The reply to the records below should contain exactly the lines from the line with "x=657, y=48" through the line with "x=483, y=583", and nothing besides.
----- EXCERPTED RECORDS -----
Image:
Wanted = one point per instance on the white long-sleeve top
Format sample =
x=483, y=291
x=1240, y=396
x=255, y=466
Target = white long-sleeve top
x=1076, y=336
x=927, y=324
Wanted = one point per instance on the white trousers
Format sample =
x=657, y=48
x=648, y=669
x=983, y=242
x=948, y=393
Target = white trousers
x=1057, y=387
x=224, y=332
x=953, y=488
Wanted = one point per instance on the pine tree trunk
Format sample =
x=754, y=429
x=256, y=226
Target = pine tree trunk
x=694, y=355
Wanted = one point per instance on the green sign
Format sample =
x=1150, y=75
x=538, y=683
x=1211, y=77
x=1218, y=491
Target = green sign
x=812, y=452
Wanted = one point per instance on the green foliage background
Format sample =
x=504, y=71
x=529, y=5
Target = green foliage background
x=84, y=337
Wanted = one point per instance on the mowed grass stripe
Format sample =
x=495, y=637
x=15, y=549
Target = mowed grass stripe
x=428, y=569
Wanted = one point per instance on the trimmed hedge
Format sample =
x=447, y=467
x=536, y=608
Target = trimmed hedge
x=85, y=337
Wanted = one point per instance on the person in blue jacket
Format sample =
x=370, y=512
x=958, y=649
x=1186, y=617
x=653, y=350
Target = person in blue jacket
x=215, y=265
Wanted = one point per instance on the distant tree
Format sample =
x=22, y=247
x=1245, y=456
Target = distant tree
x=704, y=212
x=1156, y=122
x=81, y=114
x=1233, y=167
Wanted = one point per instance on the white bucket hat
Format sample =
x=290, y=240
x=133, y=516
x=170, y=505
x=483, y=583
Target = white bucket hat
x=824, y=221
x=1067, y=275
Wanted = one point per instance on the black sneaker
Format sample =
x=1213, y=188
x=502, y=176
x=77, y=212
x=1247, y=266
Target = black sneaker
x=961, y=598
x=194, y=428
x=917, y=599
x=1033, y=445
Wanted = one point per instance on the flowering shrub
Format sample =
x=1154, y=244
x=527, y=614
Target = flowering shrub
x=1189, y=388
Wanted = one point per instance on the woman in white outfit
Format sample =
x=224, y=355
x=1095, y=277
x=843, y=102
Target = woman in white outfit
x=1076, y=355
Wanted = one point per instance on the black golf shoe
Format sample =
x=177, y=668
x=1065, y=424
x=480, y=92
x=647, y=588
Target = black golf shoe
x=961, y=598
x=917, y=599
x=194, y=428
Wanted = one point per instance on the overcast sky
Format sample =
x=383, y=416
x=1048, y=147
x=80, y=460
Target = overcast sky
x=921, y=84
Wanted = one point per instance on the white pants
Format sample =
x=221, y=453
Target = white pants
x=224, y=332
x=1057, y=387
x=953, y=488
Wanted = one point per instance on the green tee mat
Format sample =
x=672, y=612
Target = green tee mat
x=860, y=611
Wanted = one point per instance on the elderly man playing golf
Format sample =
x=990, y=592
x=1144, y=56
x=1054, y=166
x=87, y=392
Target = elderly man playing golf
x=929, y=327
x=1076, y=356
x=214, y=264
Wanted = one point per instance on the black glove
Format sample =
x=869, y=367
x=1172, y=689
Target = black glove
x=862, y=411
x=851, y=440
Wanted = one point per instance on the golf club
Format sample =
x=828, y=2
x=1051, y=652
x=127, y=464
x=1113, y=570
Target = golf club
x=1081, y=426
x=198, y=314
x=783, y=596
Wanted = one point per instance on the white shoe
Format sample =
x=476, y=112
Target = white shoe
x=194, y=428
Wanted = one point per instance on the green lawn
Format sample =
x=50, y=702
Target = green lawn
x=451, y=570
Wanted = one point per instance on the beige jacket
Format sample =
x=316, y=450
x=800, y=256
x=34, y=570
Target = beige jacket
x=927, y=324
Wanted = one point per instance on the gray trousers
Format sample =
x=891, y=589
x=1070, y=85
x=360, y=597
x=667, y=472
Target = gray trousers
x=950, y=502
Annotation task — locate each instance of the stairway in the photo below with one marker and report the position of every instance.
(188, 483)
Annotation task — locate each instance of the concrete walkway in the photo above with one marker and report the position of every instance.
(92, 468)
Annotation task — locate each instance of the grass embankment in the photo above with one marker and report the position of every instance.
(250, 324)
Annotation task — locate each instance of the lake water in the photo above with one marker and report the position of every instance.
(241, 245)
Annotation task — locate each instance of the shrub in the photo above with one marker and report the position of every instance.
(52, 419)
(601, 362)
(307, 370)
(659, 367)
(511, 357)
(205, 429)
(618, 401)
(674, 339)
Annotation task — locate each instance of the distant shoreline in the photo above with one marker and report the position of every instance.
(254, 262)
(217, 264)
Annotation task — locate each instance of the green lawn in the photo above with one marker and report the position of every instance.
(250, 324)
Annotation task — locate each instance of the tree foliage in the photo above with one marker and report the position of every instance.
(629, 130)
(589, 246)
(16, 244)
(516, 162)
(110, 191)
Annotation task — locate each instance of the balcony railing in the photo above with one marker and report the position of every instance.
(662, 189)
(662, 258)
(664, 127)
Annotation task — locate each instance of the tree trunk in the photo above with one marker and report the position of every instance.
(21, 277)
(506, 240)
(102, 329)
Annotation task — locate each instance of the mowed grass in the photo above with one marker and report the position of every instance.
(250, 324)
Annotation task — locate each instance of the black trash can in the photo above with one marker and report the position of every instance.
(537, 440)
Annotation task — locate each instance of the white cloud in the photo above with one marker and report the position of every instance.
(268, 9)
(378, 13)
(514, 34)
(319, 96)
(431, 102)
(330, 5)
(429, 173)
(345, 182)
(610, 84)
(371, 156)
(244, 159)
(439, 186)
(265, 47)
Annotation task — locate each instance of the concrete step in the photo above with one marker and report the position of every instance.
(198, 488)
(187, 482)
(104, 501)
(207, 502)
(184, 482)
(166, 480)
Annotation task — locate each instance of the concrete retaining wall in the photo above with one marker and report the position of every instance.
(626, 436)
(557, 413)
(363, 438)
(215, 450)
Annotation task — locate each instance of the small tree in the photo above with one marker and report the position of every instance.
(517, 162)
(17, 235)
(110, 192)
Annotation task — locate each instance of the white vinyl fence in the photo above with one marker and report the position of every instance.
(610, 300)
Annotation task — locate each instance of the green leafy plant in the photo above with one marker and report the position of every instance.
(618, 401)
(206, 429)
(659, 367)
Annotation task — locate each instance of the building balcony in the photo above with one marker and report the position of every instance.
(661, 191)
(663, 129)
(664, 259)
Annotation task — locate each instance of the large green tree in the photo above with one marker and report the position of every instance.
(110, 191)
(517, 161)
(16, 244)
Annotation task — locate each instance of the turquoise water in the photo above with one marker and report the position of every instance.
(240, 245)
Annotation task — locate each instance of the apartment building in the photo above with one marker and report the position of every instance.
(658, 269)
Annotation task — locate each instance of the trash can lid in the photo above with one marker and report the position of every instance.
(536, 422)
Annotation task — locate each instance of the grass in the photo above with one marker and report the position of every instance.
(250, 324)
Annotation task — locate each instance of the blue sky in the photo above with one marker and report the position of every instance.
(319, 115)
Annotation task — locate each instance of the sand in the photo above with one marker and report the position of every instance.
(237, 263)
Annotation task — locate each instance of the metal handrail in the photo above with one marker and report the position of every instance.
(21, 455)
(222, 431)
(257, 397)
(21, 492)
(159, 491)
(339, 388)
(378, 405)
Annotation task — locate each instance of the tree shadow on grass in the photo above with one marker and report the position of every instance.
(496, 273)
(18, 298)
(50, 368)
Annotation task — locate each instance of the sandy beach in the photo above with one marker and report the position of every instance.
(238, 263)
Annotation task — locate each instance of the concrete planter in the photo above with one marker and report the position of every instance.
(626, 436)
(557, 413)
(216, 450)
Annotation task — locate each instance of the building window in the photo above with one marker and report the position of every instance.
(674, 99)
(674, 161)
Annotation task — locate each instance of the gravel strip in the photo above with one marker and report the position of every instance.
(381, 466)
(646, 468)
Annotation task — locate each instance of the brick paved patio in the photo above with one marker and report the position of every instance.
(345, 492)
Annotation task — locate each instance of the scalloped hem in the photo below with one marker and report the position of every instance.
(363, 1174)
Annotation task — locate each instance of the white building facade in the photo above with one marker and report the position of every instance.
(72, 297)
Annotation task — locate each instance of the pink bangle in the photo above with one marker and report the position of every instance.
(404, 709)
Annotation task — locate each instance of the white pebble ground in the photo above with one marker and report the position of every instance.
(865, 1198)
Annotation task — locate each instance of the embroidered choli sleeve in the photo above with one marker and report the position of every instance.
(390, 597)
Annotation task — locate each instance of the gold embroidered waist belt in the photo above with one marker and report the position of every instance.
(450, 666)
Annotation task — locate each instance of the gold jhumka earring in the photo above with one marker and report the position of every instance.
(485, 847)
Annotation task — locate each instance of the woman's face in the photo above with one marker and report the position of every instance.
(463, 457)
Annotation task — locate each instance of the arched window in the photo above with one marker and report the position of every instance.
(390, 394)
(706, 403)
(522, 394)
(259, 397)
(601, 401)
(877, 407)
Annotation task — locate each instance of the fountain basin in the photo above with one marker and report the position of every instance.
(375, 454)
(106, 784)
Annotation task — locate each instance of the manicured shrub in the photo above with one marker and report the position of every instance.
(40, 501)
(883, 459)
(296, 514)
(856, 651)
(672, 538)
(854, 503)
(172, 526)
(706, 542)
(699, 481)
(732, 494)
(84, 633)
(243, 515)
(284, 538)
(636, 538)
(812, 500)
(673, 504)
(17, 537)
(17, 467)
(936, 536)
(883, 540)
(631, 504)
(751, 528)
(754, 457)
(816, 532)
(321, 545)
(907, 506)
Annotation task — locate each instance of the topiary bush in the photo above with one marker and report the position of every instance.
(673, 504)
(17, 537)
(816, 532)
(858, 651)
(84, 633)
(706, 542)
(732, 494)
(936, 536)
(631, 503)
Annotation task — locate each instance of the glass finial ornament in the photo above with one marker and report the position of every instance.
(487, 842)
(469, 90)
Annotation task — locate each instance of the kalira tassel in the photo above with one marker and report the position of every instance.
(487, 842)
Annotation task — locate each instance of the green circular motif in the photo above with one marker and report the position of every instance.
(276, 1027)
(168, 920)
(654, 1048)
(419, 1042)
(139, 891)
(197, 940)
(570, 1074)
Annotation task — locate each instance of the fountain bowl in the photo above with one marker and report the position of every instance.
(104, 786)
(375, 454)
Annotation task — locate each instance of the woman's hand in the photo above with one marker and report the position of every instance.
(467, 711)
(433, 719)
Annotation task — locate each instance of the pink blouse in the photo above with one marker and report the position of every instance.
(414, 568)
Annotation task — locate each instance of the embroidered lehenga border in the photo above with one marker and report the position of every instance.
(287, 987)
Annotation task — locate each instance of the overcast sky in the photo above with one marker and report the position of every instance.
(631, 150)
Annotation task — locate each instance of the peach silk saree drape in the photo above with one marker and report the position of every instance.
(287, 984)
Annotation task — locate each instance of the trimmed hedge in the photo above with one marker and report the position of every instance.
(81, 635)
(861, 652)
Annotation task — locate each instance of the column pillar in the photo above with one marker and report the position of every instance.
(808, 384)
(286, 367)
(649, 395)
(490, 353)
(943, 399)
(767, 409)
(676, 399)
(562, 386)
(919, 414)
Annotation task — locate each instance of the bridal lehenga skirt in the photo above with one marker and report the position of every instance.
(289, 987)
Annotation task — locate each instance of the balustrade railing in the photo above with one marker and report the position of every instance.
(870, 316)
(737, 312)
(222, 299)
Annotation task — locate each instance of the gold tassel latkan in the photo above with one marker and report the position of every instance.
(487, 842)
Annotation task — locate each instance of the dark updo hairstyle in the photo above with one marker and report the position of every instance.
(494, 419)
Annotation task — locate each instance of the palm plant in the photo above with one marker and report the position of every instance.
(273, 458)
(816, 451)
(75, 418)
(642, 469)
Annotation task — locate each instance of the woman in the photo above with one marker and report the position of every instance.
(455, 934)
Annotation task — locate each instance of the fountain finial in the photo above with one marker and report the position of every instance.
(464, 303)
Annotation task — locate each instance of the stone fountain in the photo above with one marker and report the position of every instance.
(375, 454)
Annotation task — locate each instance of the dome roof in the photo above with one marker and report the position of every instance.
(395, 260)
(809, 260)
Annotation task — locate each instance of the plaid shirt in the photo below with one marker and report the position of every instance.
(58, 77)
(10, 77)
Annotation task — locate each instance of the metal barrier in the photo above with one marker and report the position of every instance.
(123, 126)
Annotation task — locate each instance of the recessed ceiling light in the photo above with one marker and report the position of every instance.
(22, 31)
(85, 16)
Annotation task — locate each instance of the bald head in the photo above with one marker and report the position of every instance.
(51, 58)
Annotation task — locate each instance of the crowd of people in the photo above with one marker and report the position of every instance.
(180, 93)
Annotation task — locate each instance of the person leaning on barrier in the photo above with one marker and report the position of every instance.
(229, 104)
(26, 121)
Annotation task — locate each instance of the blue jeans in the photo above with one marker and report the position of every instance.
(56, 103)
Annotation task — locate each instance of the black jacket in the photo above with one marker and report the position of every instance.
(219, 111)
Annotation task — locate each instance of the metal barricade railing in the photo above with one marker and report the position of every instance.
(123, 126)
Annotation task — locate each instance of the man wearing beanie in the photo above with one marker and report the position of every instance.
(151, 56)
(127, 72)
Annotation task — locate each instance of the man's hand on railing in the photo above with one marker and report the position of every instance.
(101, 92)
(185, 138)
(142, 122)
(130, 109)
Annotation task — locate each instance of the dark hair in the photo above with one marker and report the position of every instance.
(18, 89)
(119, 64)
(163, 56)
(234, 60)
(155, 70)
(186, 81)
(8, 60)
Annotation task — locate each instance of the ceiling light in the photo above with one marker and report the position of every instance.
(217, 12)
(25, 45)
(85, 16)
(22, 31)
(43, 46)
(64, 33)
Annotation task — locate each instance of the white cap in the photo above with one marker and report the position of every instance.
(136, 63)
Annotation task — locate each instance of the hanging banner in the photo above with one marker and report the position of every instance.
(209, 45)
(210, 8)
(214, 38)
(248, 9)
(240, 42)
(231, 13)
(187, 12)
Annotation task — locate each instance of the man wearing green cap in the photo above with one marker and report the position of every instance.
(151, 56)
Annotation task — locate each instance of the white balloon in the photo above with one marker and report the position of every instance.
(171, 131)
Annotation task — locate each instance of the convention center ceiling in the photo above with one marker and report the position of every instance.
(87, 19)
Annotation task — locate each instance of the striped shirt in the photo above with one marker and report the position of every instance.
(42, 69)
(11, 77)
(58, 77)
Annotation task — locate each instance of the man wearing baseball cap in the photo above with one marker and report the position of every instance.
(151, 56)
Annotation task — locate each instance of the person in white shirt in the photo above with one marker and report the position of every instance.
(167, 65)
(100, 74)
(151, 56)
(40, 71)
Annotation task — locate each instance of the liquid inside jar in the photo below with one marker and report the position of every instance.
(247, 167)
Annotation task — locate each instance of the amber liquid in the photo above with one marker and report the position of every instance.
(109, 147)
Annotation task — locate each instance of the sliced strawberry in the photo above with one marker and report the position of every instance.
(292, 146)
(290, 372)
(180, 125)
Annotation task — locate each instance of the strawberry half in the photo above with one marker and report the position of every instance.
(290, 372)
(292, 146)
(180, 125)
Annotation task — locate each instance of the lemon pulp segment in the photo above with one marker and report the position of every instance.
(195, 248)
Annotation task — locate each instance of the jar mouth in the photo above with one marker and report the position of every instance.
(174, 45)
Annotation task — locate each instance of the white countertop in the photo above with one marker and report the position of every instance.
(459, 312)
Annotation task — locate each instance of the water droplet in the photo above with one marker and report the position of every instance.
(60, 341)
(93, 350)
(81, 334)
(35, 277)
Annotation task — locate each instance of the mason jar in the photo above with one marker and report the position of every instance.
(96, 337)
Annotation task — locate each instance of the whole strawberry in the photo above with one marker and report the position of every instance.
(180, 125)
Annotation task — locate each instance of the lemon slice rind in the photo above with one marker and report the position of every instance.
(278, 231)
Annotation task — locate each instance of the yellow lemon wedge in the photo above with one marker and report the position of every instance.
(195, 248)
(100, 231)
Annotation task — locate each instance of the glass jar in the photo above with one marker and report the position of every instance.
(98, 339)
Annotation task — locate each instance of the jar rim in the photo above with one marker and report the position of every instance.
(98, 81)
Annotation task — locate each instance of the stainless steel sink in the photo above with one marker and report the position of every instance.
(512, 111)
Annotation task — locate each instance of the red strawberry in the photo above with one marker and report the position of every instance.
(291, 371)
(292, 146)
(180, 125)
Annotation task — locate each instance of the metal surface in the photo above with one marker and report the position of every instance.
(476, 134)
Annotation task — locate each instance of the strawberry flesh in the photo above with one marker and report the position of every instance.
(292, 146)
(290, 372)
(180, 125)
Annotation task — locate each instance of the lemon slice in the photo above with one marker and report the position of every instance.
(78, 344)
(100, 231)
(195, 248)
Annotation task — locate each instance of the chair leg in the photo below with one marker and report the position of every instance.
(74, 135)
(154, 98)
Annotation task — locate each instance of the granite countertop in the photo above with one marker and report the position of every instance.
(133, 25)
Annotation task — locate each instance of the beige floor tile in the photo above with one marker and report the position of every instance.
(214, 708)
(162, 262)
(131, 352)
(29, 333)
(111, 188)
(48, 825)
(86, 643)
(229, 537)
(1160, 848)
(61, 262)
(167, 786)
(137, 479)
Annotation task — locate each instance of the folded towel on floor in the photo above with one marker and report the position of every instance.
-----
> REPLY TO THE EXERCISE
x=657, y=48
x=648, y=669
x=983, y=242
x=948, y=393
Target = white trousers
x=1057, y=387
x=224, y=332
x=953, y=488
Wanted = one point per instance on the pine tree trunk
Format sample =
x=754, y=429
x=256, y=226
Target = pine tree trunk
x=694, y=355
Wanted = one point per instance on the green sign
Format sample =
x=1150, y=75
x=538, y=683
x=1211, y=77
x=1218, y=491
Target = green sign
x=812, y=452
Wanted = one point per instance on the green foliage background
Format sample =
x=504, y=71
x=529, y=5
Target = green foliage background
x=84, y=337
Wanted = one point per instance on the mowed grass stripe
Format sample =
x=495, y=637
x=15, y=549
Target = mowed grass stripe
x=428, y=569
Wanted = one point per instance on the trimmed hedge
Format sample =
x=447, y=467
x=536, y=608
Target = trimmed hedge
x=85, y=337
Wanted = one point per instance on the person in blue jacket
Format sample =
x=370, y=512
x=958, y=649
x=1186, y=617
x=653, y=350
Target = person in blue jacket
x=215, y=265
Wanted = one point per instance on the distant tree
Format sample =
x=22, y=247
x=1245, y=456
Target = distant tree
x=704, y=212
x=1156, y=122
x=81, y=114
x=1233, y=167
Wanted = one point per instance on the white bucket hat
Format sample =
x=290, y=240
x=133, y=516
x=170, y=505
x=483, y=583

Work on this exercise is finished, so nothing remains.